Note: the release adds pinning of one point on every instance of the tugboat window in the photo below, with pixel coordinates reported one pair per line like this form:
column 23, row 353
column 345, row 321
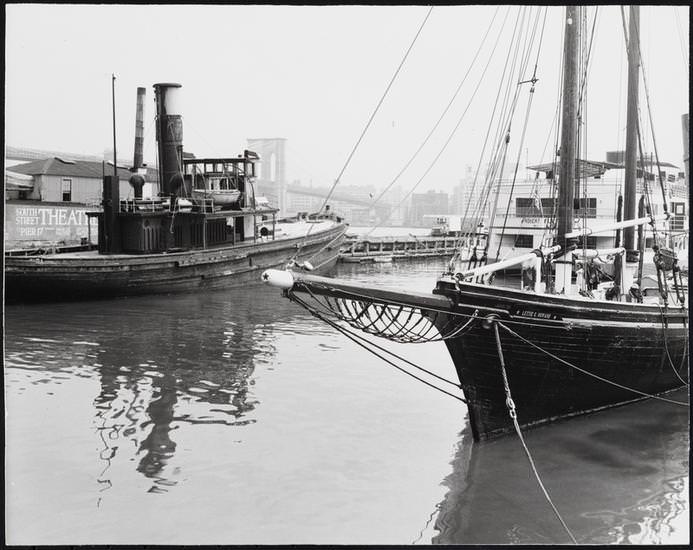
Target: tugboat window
column 67, row 190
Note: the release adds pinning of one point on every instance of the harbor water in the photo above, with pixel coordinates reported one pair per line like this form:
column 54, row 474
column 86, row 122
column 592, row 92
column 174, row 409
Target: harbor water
column 236, row 417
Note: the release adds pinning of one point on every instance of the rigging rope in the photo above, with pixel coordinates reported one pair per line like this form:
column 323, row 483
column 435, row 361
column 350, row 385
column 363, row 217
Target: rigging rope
column 459, row 121
column 359, row 340
column 513, row 415
column 583, row 371
column 368, row 124
column 442, row 115
column 479, row 206
column 649, row 108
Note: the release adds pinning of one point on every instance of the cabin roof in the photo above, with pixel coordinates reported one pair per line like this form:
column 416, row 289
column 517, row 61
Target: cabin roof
column 56, row 166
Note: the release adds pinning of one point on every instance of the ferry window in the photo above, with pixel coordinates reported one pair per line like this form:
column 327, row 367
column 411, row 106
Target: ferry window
column 67, row 189
column 524, row 241
column 585, row 207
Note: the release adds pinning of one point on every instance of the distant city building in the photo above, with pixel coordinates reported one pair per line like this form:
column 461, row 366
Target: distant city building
column 429, row 203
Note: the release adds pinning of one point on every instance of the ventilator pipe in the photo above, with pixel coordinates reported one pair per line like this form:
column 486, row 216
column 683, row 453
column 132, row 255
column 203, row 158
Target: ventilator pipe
column 278, row 278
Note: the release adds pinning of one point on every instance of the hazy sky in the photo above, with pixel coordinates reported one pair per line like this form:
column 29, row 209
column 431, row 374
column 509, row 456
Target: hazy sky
column 314, row 75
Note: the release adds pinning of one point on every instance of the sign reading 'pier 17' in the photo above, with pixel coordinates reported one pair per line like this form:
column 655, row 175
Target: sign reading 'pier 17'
column 26, row 223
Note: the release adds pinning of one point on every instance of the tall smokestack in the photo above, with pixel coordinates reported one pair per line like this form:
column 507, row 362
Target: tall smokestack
column 136, row 180
column 686, row 153
column 169, row 136
column 139, row 129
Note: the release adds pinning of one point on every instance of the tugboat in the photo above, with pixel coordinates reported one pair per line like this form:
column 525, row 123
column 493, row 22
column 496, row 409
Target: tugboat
column 188, row 238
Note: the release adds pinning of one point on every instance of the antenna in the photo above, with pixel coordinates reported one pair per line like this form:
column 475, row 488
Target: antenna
column 115, row 162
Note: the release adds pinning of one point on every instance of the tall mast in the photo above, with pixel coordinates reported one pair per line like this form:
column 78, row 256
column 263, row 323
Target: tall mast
column 630, row 189
column 566, row 182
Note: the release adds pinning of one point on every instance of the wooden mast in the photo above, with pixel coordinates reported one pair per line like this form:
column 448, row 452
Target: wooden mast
column 566, row 182
column 630, row 189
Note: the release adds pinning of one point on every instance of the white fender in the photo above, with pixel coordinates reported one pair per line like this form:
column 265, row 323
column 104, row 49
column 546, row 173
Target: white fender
column 279, row 278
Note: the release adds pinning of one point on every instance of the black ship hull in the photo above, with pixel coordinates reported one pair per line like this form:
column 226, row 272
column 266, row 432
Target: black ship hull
column 89, row 275
column 629, row 350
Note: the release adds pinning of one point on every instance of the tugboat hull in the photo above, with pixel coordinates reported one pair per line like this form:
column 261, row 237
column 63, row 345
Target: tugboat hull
column 89, row 275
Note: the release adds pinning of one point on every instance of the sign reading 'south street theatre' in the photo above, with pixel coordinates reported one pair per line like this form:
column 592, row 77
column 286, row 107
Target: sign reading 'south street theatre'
column 41, row 222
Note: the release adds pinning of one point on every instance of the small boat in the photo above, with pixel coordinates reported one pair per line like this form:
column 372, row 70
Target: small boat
column 180, row 241
column 562, row 343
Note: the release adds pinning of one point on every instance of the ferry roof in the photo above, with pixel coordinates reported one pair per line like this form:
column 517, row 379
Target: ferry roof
column 585, row 168
column 591, row 168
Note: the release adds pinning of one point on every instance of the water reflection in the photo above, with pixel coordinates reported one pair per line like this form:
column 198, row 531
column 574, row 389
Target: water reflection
column 618, row 476
column 159, row 362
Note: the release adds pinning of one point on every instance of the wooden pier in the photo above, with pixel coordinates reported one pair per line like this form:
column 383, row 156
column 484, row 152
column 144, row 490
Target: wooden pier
column 386, row 249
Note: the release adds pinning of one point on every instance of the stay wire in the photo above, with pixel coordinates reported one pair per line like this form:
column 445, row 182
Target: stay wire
column 649, row 108
column 477, row 212
column 481, row 78
column 590, row 373
column 368, row 124
column 513, row 416
column 442, row 115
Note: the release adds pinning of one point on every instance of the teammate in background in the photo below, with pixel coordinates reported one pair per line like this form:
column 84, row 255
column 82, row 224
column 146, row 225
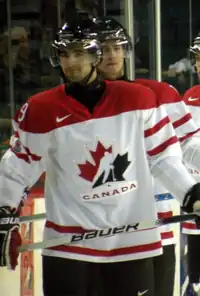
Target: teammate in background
column 116, row 45
column 68, row 129
column 192, row 99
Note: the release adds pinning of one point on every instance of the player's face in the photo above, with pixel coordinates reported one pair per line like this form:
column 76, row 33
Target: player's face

_Work required_
All lines of the entries containing the string "face" must be shown in full.

_Problem solution_
Note: the release adds pinning of one point on every instance of the player's face in the photo above, with pixel coordinates reported one pair per line like this form:
Target: player's face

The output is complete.